* **EXTRACT TO READ**
• • • •

Entity Services is a way to design applications around real-world concepts, or entities, such as Customers and Orders, or Trades and Counter Parties, or Providers and Outcomes. This provides better alignment between business analysts who define the entities and the developers who combine them in application code.
Entity Services is made up of three core capabilities that work together to simplify data integration and application development with MarkLogic.
- Entity Type Model: The entity type model describes entities, their properties, and relationships to other entities. Entity Services provides a vocabulary for describing, validating, and querying entity models. Data owners and domain experts describe the semantics, or meaning, of the data and the rules that govern it using the extensible entity model.
- Persistence convention: Using the entity type model, Entity Services provides a default data model for storing and versioning entity instances, their metadata, and even the raw data from which the entities are derived. This convention is designed for extensibility to accomodate different types of data and a wide range of data governance practices.
- Code Generation APIs: Using the entity type model, Entity Services can generate code and configuration to speed up development and reduce translation errors.
In a seminal paper published in 1976, Peter Chen, the renowned computer scientist, put forward the idea of capturing information about the real world as entities and relationships. The idea was that you could use this analysis to unify multiple storage and transaction models to better represent the real world across different systems.
However, the relational model that has dominated the database industry over the last 40 years was ill suited to handle the complexities and unpredictability of real-world concepts. Instead, pragmatic data modelers have focused on what is achievable within the constraints of relational, pushing the mapping of concepts off to external ETL processing and application code. The dominance of relational over the last 40 has improved what is possible with the relational model, but has not addressed the fundamental mismatch between relational and increasingly complex concepts and interactions that developers code into software and analysts devise to run a business or achieve a mission.
The context of the data—its meaning—is stored in SharePoint or Excel or a ragged ERD printout in some DBA’s cube—everywhere (and nowhere) except for the database where the data is stored. Making sense of it within one database is difficult. Across different databases, each purpose-built for a specific application can be impossible.
What does a Customer mean? What are its defining properties? How is it related to other things that are important to my business or mission? Which systems can generate customers? How do I represent customers to my applications? How many customers do I know about? Which ones do not adhere to the rules of my business?…
Answering these questions today typically involves complex point-to-point integration to bridge different representations of the data and different interpretations of its meaning. This is brittle and expensive in today’s environment, dominated by relational databases.

• • • •

* **SOURCE DATA**
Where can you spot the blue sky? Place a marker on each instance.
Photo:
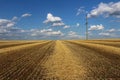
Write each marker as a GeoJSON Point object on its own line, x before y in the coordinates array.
{"type": "Point", "coordinates": [64, 19]}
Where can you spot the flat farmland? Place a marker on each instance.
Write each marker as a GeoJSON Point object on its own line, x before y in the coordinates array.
{"type": "Point", "coordinates": [60, 60]}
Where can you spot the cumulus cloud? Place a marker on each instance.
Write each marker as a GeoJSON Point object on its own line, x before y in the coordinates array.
{"type": "Point", "coordinates": [26, 15]}
{"type": "Point", "coordinates": [14, 18]}
{"type": "Point", "coordinates": [4, 23]}
{"type": "Point", "coordinates": [46, 33]}
{"type": "Point", "coordinates": [66, 26]}
{"type": "Point", "coordinates": [77, 24]}
{"type": "Point", "coordinates": [104, 34]}
{"type": "Point", "coordinates": [96, 27]}
{"type": "Point", "coordinates": [58, 24]}
{"type": "Point", "coordinates": [51, 18]}
{"type": "Point", "coordinates": [73, 35]}
{"type": "Point", "coordinates": [80, 10]}
{"type": "Point", "coordinates": [106, 9]}
{"type": "Point", "coordinates": [112, 30]}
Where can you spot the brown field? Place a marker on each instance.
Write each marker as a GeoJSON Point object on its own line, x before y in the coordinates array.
{"type": "Point", "coordinates": [60, 60]}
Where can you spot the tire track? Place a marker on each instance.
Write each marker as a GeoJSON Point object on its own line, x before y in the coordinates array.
{"type": "Point", "coordinates": [98, 66]}
{"type": "Point", "coordinates": [63, 65]}
{"type": "Point", "coordinates": [25, 65]}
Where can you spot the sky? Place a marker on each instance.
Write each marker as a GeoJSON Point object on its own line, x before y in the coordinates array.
{"type": "Point", "coordinates": [63, 19]}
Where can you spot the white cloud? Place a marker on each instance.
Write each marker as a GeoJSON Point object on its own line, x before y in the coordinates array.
{"type": "Point", "coordinates": [112, 30]}
{"type": "Point", "coordinates": [66, 26]}
{"type": "Point", "coordinates": [4, 23]}
{"type": "Point", "coordinates": [26, 15]}
{"type": "Point", "coordinates": [58, 24]}
{"type": "Point", "coordinates": [14, 18]}
{"type": "Point", "coordinates": [80, 10]}
{"type": "Point", "coordinates": [77, 24]}
{"type": "Point", "coordinates": [51, 18]}
{"type": "Point", "coordinates": [104, 34]}
{"type": "Point", "coordinates": [96, 27]}
{"type": "Point", "coordinates": [46, 33]}
{"type": "Point", "coordinates": [73, 35]}
{"type": "Point", "coordinates": [110, 9]}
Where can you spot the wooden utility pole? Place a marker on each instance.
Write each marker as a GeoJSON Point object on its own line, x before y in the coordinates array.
{"type": "Point", "coordinates": [86, 27]}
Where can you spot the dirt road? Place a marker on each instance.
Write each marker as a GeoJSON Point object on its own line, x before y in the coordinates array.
{"type": "Point", "coordinates": [59, 60]}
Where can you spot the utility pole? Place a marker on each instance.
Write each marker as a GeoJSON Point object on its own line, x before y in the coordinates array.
{"type": "Point", "coordinates": [86, 27]}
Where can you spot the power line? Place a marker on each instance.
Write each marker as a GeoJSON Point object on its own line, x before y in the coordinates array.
{"type": "Point", "coordinates": [86, 27]}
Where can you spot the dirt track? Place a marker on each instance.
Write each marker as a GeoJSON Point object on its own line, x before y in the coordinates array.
{"type": "Point", "coordinates": [59, 60]}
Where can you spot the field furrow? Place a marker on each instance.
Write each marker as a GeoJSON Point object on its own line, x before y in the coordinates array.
{"type": "Point", "coordinates": [61, 60]}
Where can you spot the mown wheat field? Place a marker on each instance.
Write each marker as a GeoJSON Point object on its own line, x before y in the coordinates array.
{"type": "Point", "coordinates": [60, 60]}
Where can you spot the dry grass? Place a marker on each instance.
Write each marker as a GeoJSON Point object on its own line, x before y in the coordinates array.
{"type": "Point", "coordinates": [100, 48]}
{"type": "Point", "coordinates": [60, 60]}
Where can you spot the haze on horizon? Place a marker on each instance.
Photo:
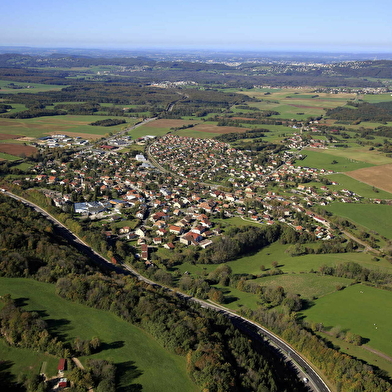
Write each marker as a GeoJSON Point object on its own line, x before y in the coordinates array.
{"type": "Point", "coordinates": [348, 26]}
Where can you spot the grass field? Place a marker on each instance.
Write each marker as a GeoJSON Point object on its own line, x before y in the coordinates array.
{"type": "Point", "coordinates": [360, 188]}
{"type": "Point", "coordinates": [368, 314]}
{"type": "Point", "coordinates": [25, 361]}
{"type": "Point", "coordinates": [288, 264]}
{"type": "Point", "coordinates": [34, 87]}
{"type": "Point", "coordinates": [324, 161]}
{"type": "Point", "coordinates": [307, 285]}
{"type": "Point", "coordinates": [71, 125]}
{"type": "Point", "coordinates": [361, 154]}
{"type": "Point", "coordinates": [140, 358]}
{"type": "Point", "coordinates": [375, 217]}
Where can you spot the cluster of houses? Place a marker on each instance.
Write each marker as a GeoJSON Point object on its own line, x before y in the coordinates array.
{"type": "Point", "coordinates": [181, 210]}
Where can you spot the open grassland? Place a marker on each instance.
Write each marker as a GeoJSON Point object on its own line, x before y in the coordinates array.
{"type": "Point", "coordinates": [360, 352]}
{"type": "Point", "coordinates": [378, 176]}
{"type": "Point", "coordinates": [361, 154]}
{"type": "Point", "coordinates": [360, 188]}
{"type": "Point", "coordinates": [8, 157]}
{"type": "Point", "coordinates": [324, 160]}
{"type": "Point", "coordinates": [33, 87]}
{"type": "Point", "coordinates": [70, 125]}
{"type": "Point", "coordinates": [288, 264]}
{"type": "Point", "coordinates": [376, 98]}
{"type": "Point", "coordinates": [158, 127]}
{"type": "Point", "coordinates": [17, 150]}
{"type": "Point", "coordinates": [374, 217]}
{"type": "Point", "coordinates": [360, 309]}
{"type": "Point", "coordinates": [140, 359]}
{"type": "Point", "coordinates": [306, 285]}
{"type": "Point", "coordinates": [24, 361]}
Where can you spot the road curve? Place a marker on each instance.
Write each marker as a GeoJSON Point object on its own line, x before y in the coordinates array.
{"type": "Point", "coordinates": [253, 329]}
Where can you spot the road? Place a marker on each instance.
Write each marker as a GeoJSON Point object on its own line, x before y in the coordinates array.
{"type": "Point", "coordinates": [254, 330]}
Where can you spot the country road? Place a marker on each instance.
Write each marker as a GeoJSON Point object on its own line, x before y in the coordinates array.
{"type": "Point", "coordinates": [303, 368]}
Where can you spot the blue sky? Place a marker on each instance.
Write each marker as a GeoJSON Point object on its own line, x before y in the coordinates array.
{"type": "Point", "coordinates": [333, 25]}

• • • •

* **SET TASK 1**
Count the lines in the entries that contain the word "utility", and give only that number.
* **SET TASK 2**
Extend the text on MarkLogic Entity Services by writing what follows its final sentence.

* **WRITTEN RESPONSE 1**
2

* **WRITTEN RESPONSE 2**
With a single greenfield application, it is possible to build a data model that represents the concepts behind a particular business process. For example, in a relational database you might have Customer, Sales Orders, and Products tables to capture the fact that customers order products. From the perspective of this order fulfillment application, a customer has a shipping and a billing address and can be easily related to the orders she has placed. However, within a real organization a Customer is much more than just an address to ship sales. That customer would have interacted with marketing programs, technical support, or might even be selling services or products back to you. In most enterprises this data is spread throughout the organization, typically in silos that handle a particular aspect of a customer. The simple customer concept above is now made up of disparate, sometimes conflicting data, whose context and meaning is trapped in database queries, application code, and outdated application specs and entity-relation diagrams (ERDs).
Entity Services with MarkLogic provides a better way to manage entities and the messy, changing data from which they are derived.
- Modeling as documents and triples: Define a basic entity model—entities, properties, and relationship—using the out-of-the-box JSON or XML vocabulary. Extend that model with your own ontologies and query it with SPARQL.
- Conversion templates: Generate code templates from entity models to build entity instances from any source data. Tuple indexing: Template-driven extraction (TDE) rules to project tuples out of entity instance documents for querying from the Optic API or with SQL.
At the core of Entity Services is an entity type model, or “model” for short. The model describes concepts, like Customer, in as little or as much detail as you need. Unlike a relational schema, you do not need to model all of your data before you can load it or query it in MarkLogic. You use your model to characterize the specific parts of the data that you want to query by its canonical representation. This process is designed to be iterative, evolving as you better understand your data and requirements.
The model describes entities (“nouns”), their properties (“adjectives”), and the relationships between entities (“verbs”). For example, a Customer entity has a first name and is related to an Order, by its id. (More about how you can be more specific about the nature of the relationship later.)
Entity Services provides a JSON or XML vocabulary to describe models. This vocabulary is the bare minimum you would need in a compact, readable format. You can persist this document, just like any other JSON or XML document, in your database along with your data. The document format also lends itself to editing workflows that speak JSON or XML, for example, a browser-based model editor.
The model document format is only a convenience for quickly and compactly describing an entity model. Once a model document is persisted to a configured MarkLogic database, it is automatically converted to semantic triples. Triples are a (WC3) standard way of capturing atomic facts. Each assertion in the model is converted to a graph of related triples. You can query these graphs with SPARQL. For example, to discover all of the entity types or infer that a customer purchases products, even though that relationship is never explicitly declared: Customers place orders, orders have line items, line items contain products.
The following is a query that catalogs all of the entity types declared in a model.
A semantic model allows you to add your own facts to extend what the built-in vocabulary. For example, the out-of-the-box model allows you to assert that a Customer is an entity type. You could add another fact to assert that all Customer types are subclasses of Party, along with Partner and Vendor types. You could then write a query across all Party types.
The entity type model not only documents the canonical entities represented in your data, but, because it is data itself, it can be queried and transformed into other artifacts. This allows a true “model-driven” workflow and a means to separate the data rules from application code. Applications are ephemeral; data is forever. Your database and governance policies should reflect that.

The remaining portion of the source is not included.